■ 抜き出した文章:
◇ ◇ ◇ ◇
顎関節症(正式名 顎機能障害)は主に、顎を動かすと音が鳴る、顎が痛い、お口が開かない、
この3つの症状を主症状とする症候群のことです。
【1】顎を動かすと音が鳴る お口を開けたり閉じたりする時に「ポキッ」「ジャリジャリ」と音が出る症状のことを言います。
【2】顎が痛い お食事の時や、お口を開けたり閉じたり前後左右に顎を動かした時に顎に痛みが出る症状を言います。
【3】お口が開かない お口を開けたり閉じたり前後左右に顎を動かすことができないことを言います。
顎機能障害者は年々増加傾向にあって、患者数やその重要性からう蝕や歯周病に次ぐ第3の歯科疾患とも言われています。
病院を訪れる患者は女性が多く、年齢層は各世代に分布しているが、10歳代の後半から20歳代の後半にかけてピークがあるといわれています。
症状としては通常、上記の主要症状を単独または複数もちますが、このほかに随伴症状として頭痛、肩こり、手のしびれ、難聴などを訴えることもあります。
顎関節症の原因は、いくつかの寄与因子が複合して起こります。
【1】解剖要因:顎関節や周囲の筋肉の構造的脆弱性
【2】咬合要因:不良な咬合関係
【3】精神的要因:精神的緊張、不安、抑うつ
【4】外傷要因:咬みちがい、打撲、転倒、交通外傷
【5】行動要因
①日常的な習癖
TCH(上下歯列接触癖)、頬杖、受話器の肩ばさみ、携帯電話の操作、下顎前突癖、爪噛み、筆記具噛み、うつぶせ
②食事
硬固物咀嚼、ガム噛み、片咀嚼
③就寝時
ブラキシズム(クレンチング、グラインディング)、睡眠不足、高い枕や固い枕の使用、就寝時の姿勢、手枕や腕枕
④スポーツ
コンタクトスポーツ、球技スポーツ、ウィンタースポーツ、スキューバダイビング
⑤音楽
楽器演奏、歌唱(カラオケ)、発声練習
⑥社会生活
緊張する仕事、PC作業、精密作業、重量物運搬
顎機能障害の治療の歴史を紐解いてみると、1980年代からMRIを筆頭に画像診断技術が発達することで関節円板(軟骨)の形態異常、位置異常が明確になりました。
◇ ◇ ◇ ◇
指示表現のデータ
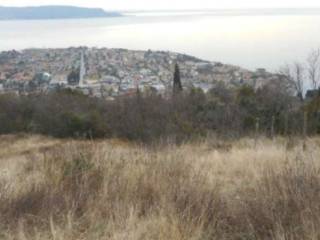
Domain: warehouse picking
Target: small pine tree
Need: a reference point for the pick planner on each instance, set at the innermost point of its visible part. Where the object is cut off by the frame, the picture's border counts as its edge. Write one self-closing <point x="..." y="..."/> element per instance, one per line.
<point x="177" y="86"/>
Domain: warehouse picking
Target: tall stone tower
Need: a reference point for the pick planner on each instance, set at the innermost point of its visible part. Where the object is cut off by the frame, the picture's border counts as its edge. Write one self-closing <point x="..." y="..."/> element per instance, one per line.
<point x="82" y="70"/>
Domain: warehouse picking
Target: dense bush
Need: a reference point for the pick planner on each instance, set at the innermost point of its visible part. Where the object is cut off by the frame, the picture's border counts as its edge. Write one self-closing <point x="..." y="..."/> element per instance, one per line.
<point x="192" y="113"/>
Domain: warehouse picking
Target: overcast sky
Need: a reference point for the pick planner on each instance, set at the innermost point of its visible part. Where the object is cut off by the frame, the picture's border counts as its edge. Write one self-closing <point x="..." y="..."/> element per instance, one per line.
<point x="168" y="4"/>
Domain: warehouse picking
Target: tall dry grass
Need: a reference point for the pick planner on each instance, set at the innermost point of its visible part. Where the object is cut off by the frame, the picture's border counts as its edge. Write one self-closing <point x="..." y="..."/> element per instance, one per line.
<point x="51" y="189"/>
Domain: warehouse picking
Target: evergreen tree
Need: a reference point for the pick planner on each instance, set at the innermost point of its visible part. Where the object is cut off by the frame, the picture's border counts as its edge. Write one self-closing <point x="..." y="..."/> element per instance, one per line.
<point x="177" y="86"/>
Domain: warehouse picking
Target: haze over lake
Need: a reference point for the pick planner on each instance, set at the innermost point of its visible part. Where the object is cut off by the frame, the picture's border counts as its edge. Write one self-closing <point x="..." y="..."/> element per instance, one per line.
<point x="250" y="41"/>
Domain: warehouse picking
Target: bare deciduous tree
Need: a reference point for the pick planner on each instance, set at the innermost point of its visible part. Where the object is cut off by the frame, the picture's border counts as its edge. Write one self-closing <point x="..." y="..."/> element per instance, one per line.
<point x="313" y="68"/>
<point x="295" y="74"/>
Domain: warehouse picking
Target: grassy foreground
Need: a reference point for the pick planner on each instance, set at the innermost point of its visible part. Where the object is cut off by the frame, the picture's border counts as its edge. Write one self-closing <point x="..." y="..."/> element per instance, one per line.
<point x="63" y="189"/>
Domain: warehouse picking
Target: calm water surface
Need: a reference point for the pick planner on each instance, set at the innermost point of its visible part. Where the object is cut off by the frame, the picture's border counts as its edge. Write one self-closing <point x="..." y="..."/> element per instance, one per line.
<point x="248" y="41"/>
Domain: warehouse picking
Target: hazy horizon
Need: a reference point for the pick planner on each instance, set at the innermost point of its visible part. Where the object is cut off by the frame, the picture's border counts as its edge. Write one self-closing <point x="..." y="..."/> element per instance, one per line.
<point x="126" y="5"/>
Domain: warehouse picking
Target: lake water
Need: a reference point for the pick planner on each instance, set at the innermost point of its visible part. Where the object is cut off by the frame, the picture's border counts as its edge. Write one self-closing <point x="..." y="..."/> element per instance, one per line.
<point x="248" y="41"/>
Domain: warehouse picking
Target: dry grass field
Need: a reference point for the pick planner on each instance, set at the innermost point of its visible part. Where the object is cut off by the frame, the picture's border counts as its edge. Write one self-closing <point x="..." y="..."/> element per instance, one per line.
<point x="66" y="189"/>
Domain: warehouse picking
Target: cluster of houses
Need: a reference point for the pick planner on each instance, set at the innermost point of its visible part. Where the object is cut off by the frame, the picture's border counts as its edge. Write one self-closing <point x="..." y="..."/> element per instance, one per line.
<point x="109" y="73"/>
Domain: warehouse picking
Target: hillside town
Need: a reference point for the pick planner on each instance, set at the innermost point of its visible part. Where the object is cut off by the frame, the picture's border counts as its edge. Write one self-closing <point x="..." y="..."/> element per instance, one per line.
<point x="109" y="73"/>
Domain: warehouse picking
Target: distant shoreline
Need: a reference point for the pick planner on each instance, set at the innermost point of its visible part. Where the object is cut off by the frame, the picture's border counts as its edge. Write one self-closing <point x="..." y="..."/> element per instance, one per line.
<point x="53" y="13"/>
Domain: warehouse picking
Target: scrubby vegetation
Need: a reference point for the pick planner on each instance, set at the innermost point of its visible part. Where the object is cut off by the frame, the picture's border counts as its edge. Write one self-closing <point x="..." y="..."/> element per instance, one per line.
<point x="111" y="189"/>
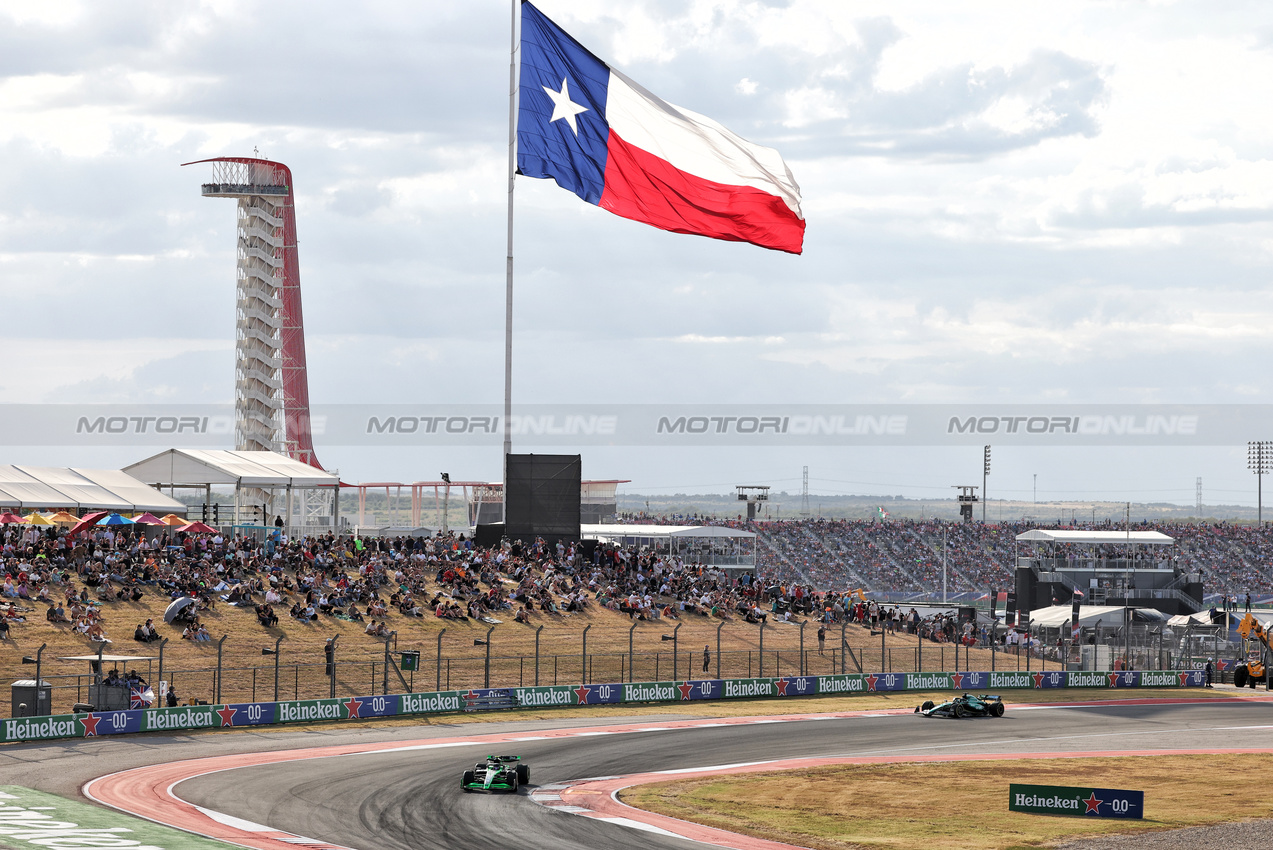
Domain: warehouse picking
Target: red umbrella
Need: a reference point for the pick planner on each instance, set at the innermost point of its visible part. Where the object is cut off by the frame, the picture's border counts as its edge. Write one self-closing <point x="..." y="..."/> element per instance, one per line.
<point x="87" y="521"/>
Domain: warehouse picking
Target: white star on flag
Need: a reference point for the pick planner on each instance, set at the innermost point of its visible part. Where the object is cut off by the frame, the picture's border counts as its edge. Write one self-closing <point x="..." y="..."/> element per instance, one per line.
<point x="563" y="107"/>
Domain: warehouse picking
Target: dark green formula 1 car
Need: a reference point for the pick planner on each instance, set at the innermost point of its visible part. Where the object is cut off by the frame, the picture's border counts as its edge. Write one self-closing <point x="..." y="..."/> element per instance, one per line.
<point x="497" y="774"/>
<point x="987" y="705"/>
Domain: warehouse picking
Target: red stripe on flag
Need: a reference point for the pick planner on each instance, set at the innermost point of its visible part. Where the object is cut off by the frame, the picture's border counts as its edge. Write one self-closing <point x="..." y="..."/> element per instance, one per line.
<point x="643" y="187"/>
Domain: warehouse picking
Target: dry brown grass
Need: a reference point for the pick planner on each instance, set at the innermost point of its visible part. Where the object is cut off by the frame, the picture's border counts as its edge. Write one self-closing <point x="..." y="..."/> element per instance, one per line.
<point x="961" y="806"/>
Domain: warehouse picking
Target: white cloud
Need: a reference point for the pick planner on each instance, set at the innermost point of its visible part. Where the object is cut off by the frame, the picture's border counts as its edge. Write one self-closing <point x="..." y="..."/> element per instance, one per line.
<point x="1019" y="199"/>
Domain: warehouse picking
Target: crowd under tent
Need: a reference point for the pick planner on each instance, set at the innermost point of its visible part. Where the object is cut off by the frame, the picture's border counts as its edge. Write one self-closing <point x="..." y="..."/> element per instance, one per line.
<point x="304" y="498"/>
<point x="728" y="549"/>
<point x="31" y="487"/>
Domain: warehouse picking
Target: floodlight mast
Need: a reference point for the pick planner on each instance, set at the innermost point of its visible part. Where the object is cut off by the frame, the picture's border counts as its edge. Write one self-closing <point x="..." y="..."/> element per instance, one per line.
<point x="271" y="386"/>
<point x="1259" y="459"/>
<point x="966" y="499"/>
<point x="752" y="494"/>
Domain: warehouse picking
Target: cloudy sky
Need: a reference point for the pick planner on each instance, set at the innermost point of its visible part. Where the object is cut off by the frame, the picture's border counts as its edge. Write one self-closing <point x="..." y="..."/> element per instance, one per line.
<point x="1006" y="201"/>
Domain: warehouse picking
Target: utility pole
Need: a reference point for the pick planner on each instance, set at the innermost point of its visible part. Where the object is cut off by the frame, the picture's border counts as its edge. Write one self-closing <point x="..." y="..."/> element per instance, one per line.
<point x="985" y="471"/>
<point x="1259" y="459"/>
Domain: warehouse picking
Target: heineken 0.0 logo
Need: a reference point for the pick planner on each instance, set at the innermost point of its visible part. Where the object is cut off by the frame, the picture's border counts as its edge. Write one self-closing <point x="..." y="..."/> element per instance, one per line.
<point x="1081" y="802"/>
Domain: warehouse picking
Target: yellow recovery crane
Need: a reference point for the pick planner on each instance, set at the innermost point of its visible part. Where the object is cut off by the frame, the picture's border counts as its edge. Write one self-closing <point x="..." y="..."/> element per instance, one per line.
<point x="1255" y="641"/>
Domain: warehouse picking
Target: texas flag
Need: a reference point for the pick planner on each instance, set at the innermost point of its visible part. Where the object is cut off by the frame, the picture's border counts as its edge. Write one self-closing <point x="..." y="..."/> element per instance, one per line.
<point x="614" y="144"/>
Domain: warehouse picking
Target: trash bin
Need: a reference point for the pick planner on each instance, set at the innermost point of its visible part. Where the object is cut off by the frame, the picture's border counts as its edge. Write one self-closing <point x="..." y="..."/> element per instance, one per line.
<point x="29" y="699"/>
◇ ◇ ◇ ◇
■ 取り組む課題:
顎関節症についての文章を、最後の文のあとから書き継いでください。

■ 課題の答え:
この関節円板の形態異常や位置異常が顎機能障害の様々な病態を引き起こしている原因の一つと考えられ、様々な治療が行われてきました。
その治療方法は、可逆的治療(元に戻せる治療)から不可逆的治療(元に戻せない治療)まで多岐にわたっております。
外科療法、咬合再構成、スプリント療法、運動療法、温罨法、冷罨法、薬物療法など様々です。
その中でも不可逆的治療による後遺症に悩む患者さんが数多く見受けられるようになりました。
これを受けてAmerican Association for Dental Research(AADR)が調査、研究に動き出し、2010年3月3日に顎機能障害基本声明を発表いたしました。
その内容は、「日本補綴学会」「AADR」のホームページを参照して頂ければ明記されていますが、その中でも「顎機能障害の患者さんの自然経過を調べた研究により、顎機能障害は時間経過とともに改善し治癒していく疾患である」ことが示唆されています。
顎関節症は、再燃することはあっても年々減少していく「セルフリミッティング(自己治癒)」な疾患ということになります。
ということから顎機能障害の治療は、正当化できる特定の証拠がない限り第一選択は保存療法、可逆的治療ということになります。